● Testo selezionato
L'ospite accanto a me è Paolo Albani. Scrittore. Definizione corretta perché Paolo scrive, pubblica, ed è stimato dai suoi tanti lettori. Eppure, quando si usa quel sostantivo bisognerebbe corredarlo d'indicazioni che, aldilà del giudizio…grande, grandissimo, eccellente, o i loro contrari se si vuole parlare male della penna citata…fossero più precise. Vedi alla voce Albani Paolo, e t'accorgerai che quel nome sfugge a molte definizioni ponendosi nell'Olimpo riservato ai catalogatori di mondi. Traccia, infatti, inventari del remoto, regesti del rimosso, enumerazioni dell'improbabile, rilevazioni del possibile, archivi dell'insolito, elenchi di deliri. La sua opera è una certosinesca epitome, ora del celeste ora del sulfureo, di lemmi e teorie, personaggi ed opere, che appaiono come di fantasia quando sono reali in carne e lettera, ed esistenti allorché non lo sono.
Albani scrittore, certo. Ma di quel tipo particolare che darei via intere biblioteche purché fossero conservati i suoi titoli. Come, ad esempio, "Aga, Magéra, Difúra: dizionario delle lingue immaginarie" scritto con Berlinghiero Buonarroti, 1994; "Forse Queneau: enciclopedia delle scienze anomale" con Paolo Della Bella, 1999, entrambi editi da Zanichelli. Vertiginosi cataloghi, se non li avete ancora in casa, comprateli, è un'esaltante avventura di scoperte, rinvenimenti ed epifanie. Farete una lettura pressoché unica. Di lui, c'è anche dell'altro, lo saprete cliccando sul sito: http://space.tin.it/giochi/palbani, sito di recente efficacemente rinnovato e che c'informa su vecchie e nuove produzioni di questo scrittore originalissimo.

 

Benvenuto a bordo, Paolo…
Ciao Armando. Eccomi qua.
Voglio farti assaggiare questo Cabernet '96 di Ceretto…qua il bicchiere…ecco fatto.
Adesso ascoltami: il Capitano Picard è bravissimo, per lodarne la guida, a Roma direbbero "è un bel manico", però noi nello spazio stiamo, schizziamo "a manetta", prudenza vuole che tu trasmetta sulla Terra il tuo ritratto…
Non sono un pittore (nemmeno della domenica), comunque ti dirò che mi occupo di Linguistica fantastica, disciplina che insegno alla Facoltà di Scienze Inutili di Barcellona, sono semi-semiologo e mi piacciono le bizzarrie letterarie, la sperimentazione divertente e la ricerca verbo-visiva o se vuoi, per dirla con Rauol Hausmann, la "poettura" e la "pittosia".

● Istruzioni e requisiti
Prosegui l'intervista a Paolo Albani partendo dalla sua ultima battuta riportata.

● Elenco dei dati

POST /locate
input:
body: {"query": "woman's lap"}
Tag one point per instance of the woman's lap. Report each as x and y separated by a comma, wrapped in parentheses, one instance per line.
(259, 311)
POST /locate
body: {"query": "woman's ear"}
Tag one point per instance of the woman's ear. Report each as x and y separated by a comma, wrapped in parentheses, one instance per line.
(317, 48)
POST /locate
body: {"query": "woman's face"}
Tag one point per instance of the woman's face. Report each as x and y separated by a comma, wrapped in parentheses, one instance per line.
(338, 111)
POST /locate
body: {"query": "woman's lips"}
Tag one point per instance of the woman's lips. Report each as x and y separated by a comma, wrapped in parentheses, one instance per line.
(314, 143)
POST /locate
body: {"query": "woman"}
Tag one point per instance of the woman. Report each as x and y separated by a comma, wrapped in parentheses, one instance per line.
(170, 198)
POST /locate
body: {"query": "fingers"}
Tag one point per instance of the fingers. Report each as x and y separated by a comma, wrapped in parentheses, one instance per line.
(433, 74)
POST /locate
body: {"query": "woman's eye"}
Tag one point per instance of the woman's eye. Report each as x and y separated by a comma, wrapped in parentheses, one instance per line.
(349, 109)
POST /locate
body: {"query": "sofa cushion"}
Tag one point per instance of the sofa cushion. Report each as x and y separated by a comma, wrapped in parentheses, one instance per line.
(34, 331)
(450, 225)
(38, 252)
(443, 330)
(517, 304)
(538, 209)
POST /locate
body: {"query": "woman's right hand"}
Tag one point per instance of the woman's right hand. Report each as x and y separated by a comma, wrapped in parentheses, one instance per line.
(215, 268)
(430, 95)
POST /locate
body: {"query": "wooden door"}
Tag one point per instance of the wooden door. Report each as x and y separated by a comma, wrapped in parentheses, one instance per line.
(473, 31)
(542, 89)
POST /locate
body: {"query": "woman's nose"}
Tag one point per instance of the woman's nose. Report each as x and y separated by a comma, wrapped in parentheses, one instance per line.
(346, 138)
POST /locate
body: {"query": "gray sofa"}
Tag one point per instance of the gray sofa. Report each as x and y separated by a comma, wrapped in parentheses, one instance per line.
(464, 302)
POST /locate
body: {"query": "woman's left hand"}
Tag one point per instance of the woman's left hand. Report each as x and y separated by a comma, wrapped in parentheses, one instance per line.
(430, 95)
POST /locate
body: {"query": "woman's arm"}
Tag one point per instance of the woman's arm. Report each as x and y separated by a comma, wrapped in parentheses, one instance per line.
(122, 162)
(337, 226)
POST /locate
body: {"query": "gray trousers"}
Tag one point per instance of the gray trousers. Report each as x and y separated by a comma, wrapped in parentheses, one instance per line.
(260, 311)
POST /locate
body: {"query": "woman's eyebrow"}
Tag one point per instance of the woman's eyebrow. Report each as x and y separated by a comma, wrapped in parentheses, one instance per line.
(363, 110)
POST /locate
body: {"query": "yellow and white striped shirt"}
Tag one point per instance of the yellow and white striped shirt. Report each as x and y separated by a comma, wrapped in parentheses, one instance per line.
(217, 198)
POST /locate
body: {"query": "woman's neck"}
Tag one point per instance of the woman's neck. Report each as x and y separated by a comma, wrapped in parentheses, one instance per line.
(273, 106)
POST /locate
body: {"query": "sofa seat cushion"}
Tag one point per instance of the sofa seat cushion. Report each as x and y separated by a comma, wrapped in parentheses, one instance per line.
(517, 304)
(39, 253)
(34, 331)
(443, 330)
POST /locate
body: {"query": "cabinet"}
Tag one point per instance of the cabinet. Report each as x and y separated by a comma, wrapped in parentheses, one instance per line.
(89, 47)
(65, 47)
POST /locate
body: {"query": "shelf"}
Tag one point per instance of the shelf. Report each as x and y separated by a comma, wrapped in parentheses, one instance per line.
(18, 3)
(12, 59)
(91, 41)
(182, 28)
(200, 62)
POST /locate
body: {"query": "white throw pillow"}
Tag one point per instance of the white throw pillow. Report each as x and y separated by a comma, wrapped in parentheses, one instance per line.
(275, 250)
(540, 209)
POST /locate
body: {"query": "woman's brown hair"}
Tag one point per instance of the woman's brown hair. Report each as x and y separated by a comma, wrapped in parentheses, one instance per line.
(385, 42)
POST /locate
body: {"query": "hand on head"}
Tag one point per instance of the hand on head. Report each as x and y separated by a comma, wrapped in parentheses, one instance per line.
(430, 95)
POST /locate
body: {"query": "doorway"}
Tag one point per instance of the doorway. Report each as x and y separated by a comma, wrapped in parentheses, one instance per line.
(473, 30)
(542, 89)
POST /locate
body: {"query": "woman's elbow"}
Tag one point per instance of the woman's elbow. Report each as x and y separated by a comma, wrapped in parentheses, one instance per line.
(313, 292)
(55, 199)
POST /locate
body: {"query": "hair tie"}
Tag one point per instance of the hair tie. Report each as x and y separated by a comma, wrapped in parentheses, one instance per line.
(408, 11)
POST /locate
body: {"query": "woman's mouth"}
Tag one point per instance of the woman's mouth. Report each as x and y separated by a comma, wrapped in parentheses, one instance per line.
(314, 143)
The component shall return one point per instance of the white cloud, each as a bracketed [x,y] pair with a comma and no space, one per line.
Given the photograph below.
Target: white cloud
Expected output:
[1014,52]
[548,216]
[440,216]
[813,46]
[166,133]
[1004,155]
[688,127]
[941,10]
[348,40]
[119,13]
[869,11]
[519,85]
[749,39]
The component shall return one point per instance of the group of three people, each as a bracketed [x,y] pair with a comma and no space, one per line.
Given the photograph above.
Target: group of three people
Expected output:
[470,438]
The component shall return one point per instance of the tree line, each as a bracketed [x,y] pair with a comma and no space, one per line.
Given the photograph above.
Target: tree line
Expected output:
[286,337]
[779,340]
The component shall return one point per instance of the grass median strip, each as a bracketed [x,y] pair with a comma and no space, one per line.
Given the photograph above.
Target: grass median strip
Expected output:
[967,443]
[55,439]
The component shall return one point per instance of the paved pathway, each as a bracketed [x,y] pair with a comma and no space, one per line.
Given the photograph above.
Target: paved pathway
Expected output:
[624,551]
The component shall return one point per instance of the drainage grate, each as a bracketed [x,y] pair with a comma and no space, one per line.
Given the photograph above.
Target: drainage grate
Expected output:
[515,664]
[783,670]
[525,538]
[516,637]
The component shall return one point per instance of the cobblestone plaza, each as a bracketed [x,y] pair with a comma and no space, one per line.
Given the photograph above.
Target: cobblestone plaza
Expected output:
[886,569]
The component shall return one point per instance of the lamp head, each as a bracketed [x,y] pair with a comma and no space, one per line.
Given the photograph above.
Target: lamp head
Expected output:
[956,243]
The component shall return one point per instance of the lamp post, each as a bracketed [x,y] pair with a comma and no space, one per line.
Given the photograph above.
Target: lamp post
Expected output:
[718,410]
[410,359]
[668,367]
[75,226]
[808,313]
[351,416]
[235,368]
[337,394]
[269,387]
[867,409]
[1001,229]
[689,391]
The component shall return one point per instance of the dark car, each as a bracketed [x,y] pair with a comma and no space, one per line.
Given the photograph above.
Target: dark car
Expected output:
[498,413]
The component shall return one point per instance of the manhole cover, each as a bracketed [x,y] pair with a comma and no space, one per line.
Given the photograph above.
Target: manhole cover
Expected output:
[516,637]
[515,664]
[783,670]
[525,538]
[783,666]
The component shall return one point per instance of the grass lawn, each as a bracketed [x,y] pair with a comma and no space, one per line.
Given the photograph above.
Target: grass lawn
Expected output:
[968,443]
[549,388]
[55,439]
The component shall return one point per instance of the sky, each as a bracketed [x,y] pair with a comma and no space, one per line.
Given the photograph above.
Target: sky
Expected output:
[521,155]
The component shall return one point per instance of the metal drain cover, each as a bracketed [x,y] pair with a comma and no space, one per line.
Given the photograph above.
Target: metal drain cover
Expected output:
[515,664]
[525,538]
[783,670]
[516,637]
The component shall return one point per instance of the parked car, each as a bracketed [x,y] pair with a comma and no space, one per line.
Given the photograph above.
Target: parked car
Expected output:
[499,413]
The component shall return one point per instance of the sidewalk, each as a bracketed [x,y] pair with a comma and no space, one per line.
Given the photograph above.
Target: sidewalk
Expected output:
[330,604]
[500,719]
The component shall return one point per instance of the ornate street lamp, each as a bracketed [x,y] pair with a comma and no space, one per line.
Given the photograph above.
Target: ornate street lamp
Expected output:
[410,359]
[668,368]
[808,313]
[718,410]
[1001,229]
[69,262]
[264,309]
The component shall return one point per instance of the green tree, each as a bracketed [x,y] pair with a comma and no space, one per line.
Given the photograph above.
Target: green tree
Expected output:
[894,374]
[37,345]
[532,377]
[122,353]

---

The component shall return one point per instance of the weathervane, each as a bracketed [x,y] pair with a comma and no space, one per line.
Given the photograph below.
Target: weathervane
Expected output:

--

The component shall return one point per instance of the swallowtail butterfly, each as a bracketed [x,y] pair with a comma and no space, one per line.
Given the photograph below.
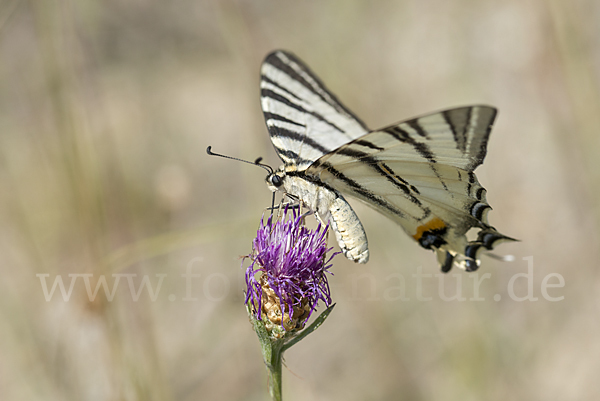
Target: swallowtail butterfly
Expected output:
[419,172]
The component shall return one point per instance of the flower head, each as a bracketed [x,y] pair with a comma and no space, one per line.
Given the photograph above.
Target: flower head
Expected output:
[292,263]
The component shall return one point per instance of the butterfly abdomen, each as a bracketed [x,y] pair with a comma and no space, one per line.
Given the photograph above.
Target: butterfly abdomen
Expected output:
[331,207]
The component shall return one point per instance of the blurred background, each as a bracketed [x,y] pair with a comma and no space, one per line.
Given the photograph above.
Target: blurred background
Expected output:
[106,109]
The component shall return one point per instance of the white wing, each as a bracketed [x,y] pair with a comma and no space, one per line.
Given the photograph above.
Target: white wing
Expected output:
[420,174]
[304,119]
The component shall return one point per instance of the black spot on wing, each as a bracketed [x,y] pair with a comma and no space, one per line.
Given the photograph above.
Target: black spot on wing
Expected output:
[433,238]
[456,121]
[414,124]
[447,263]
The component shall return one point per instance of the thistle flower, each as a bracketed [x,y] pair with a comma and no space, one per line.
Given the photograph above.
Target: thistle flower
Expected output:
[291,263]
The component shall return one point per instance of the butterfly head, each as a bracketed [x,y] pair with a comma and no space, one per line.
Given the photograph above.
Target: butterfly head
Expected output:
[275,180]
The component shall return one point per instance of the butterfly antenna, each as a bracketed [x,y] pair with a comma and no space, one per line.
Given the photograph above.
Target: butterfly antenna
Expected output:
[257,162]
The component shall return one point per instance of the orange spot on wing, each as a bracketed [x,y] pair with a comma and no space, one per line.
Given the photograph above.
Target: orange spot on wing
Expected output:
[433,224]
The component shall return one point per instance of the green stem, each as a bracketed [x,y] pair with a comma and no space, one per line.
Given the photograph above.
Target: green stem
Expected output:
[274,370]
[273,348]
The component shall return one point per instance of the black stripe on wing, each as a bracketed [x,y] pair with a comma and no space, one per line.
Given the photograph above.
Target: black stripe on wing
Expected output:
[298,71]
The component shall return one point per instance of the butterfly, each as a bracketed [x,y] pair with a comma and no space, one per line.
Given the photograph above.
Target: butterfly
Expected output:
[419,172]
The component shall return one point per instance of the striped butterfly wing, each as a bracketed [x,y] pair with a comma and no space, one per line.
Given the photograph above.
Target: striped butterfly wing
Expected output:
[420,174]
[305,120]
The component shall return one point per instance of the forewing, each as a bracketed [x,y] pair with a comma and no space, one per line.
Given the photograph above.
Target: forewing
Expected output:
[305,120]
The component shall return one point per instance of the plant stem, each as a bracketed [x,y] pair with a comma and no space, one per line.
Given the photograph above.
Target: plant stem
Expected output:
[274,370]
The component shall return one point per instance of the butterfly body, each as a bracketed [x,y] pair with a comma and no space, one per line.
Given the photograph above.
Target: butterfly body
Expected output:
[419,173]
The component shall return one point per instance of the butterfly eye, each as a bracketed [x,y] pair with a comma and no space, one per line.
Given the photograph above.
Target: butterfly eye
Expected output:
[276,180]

● Risposta proposta
Circa la Facoltà di Scienze inutili so che pagano bene e poiché ho bisogno di fare un po' di n€uro, e là è vacante la Cattedra d'Araldica e genealogia non nobiliari, tienimi presente…e adesso vorrei una tua definizione del termine Catalogo. Dimmi anche come nasce il tuo interesse per quella forma.
Sfogliati con un'ottica particolare i cataloghi, e non solo quelli dei libri, sono delle wunderkammer in potenza. Di loro si potrebbe dire quello che Manganelli dice delle enciclopedie, ovvero che sono oggetti fascinosi, seducenti, innamorativi. Il mio amore per questo genere letterario nasce dall'amore per la letteratura tout court.
Che cos'è secondo te che dovrebbe distinguere il traguardo espressivo della letteratura dalle altre forme di comunicazione artistica, oggi?
Secondo me l'arte, in generale, sul piano letterario che su quello visivo, ha da essere un gesto irriverente, provocatorio, arbitrario, ambiguo, vizioso, innaturale, mostruoso, disubbidiente, beffardo. Altrimenti...
…a proposito, stai lavorando ad un catalogo di libri inesistenti. Esistono libri che non esistono?
Non solo esistono libri inesistenti, ma esistono veri e propri cataloghi di libri inesistenti, come quello della Biblioteca dell'Abbazia di San Vittore scritto da Rabelais. Qualche anno fa Paolo Vita-Finzi, raffinato parodista, in un'Antologia apocrifa, fece la parodia di un libro di Dino Buzzati in cui si citavano i poemetti di Enzo Placco-Banzai intitolati Ceneri di Mondrian. Come vedi, qui siamo in presenza di un libro inesistente (di Buzzati) che parla di un altro libro inesistente (di Placco-Banzai), insomma di un meta-libro inesistente, un libro inesistente alla seconda potenza. Che vuoi di più!
Si scrivono romanzi su romanzi, talvolta buoni, talaltra meno buoni, spesso inutili; insomma, credo che tanti bei talenti potrebbero applicare meglio il loro ingegno in letteratura.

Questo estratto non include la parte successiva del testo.